Data drawn from a collection:
□ □ □ □ □
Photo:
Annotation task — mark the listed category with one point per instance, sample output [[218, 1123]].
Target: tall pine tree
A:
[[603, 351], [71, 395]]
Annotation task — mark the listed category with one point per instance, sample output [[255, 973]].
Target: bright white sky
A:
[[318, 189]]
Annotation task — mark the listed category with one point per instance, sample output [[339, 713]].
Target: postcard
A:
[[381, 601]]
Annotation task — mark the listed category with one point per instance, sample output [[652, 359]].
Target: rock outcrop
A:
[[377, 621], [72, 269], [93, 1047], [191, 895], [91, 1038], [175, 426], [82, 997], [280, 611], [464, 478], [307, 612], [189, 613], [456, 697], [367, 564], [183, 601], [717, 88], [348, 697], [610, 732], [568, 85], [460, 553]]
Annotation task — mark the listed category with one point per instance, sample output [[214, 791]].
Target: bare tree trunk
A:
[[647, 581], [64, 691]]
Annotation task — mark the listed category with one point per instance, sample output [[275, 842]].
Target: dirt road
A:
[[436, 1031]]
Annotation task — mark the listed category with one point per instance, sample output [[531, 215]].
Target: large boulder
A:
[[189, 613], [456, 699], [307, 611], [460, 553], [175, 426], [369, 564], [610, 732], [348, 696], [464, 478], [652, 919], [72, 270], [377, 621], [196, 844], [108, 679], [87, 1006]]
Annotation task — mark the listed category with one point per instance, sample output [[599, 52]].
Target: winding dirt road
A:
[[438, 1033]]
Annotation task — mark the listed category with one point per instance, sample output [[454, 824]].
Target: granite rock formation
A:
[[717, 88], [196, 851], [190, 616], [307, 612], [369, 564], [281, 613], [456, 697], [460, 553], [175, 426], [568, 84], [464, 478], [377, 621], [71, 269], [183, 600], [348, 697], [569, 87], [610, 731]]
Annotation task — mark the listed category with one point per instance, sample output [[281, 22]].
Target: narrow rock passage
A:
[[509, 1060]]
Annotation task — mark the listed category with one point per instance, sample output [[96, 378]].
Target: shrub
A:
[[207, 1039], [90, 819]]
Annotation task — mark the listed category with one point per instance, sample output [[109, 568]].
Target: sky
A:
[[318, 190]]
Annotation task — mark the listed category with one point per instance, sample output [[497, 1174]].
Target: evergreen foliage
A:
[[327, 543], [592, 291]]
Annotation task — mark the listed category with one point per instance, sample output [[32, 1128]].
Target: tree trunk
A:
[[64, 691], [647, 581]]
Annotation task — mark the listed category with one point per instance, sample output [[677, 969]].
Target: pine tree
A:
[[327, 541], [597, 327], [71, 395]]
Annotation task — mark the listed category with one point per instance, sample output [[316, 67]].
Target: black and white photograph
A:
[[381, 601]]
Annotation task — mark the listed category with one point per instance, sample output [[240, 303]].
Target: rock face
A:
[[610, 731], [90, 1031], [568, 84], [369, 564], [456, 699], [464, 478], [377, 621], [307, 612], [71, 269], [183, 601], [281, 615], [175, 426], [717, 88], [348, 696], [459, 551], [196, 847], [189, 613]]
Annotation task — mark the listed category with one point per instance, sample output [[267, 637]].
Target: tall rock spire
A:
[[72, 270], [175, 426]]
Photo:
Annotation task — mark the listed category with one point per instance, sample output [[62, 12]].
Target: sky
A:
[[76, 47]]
□ □ □ □ □
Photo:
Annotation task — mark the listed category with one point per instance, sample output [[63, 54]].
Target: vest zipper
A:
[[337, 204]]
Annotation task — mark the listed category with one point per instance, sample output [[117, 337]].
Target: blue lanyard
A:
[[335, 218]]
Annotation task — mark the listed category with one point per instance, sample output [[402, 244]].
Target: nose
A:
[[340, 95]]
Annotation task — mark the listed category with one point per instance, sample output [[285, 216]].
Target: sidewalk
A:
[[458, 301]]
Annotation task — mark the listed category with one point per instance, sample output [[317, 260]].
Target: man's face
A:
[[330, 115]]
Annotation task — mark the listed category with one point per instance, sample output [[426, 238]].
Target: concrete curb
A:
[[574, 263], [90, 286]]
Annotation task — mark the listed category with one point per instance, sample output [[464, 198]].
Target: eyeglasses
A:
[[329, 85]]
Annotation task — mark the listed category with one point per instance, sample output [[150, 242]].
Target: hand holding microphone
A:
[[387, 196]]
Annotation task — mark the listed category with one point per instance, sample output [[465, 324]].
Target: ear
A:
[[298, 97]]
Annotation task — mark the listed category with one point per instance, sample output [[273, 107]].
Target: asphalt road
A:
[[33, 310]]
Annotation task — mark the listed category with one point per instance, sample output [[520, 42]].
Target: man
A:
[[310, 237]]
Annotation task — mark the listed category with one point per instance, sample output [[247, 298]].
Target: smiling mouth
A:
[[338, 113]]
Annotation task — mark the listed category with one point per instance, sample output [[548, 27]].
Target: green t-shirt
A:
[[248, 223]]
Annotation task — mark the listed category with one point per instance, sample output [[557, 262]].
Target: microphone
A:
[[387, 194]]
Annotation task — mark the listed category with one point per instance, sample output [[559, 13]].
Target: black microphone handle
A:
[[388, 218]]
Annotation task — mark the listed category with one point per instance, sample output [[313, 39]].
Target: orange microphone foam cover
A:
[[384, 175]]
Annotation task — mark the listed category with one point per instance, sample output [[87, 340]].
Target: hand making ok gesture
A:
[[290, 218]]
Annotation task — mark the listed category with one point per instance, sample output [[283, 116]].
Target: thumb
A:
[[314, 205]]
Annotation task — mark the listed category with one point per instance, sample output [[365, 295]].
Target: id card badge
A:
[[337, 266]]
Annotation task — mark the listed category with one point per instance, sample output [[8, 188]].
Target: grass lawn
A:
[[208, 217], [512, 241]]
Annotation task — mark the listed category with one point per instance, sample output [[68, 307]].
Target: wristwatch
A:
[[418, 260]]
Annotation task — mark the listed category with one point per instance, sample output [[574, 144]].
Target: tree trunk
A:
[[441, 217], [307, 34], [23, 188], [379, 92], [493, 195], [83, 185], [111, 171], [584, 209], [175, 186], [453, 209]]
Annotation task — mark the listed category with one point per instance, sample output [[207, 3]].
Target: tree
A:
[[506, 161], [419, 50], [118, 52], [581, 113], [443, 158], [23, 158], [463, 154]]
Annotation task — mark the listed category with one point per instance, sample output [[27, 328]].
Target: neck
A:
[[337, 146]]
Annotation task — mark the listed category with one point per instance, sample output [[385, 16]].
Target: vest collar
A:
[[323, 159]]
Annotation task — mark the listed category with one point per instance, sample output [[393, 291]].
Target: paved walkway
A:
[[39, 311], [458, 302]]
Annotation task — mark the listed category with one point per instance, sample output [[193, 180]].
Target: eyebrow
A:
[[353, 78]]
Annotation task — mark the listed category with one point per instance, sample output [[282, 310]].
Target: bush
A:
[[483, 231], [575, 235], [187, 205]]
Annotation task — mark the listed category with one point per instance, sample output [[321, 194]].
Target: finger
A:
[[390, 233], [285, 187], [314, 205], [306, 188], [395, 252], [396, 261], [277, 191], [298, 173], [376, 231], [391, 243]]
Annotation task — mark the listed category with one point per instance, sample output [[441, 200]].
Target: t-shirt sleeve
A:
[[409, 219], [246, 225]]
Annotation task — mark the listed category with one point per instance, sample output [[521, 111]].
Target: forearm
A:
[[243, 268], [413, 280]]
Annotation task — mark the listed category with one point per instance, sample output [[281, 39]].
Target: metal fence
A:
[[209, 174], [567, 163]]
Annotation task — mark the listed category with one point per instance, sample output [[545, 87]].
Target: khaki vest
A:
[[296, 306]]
□ □ □ □ □
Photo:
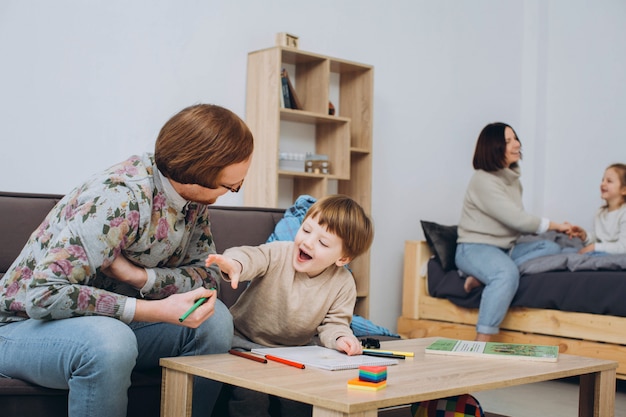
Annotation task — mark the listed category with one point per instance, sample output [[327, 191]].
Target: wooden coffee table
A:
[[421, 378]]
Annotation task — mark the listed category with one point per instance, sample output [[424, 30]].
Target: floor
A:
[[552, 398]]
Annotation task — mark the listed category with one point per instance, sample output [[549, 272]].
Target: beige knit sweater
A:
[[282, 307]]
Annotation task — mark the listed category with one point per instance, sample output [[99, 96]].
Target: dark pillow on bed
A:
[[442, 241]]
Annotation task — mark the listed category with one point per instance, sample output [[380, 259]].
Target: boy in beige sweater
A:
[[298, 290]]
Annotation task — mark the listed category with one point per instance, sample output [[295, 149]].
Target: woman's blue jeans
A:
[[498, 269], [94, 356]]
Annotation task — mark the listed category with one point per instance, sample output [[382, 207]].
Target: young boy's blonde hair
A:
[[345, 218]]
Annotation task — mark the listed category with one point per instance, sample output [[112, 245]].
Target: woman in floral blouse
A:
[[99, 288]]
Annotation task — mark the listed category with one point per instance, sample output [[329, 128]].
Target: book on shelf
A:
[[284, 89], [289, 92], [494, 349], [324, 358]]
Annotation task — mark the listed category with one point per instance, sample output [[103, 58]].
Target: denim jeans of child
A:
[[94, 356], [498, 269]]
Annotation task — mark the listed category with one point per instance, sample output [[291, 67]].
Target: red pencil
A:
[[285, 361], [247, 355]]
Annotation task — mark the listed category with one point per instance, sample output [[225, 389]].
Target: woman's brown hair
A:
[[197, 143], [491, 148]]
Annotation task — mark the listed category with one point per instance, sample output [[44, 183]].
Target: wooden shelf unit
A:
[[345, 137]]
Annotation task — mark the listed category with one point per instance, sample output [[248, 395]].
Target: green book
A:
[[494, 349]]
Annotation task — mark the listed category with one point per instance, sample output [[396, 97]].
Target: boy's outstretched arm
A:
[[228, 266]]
□ □ □ □ □
(Your objective):
Rewrite only the records from the line with "output [[291, 67]]." up to and including the line with "[[228, 266]]", replacing "Target" with "Object" and leaving everything else unchanged.

(Solution for this task):
Annotation task — mark the listed category with one point per instance, sample output [[291, 67]].
Object: red pencil
A:
[[285, 361], [247, 355]]
Annotation task — mark the listed category with one point per instance, sample output [[225, 389]].
Object: woman's brown hair
A:
[[197, 143], [491, 148]]
Annotation task — mark the listed category with one point per instance, sample output [[44, 183]].
Object: wooden shelf unit
A:
[[345, 137]]
Annotation task — mark the listed category with one point per instance, sample output [[248, 395]].
Object: green book
A:
[[494, 349]]
Annotation task — mark the listed category with one point per instance, sample output [[396, 97]].
Object: boy's outstretched arm
A:
[[228, 266]]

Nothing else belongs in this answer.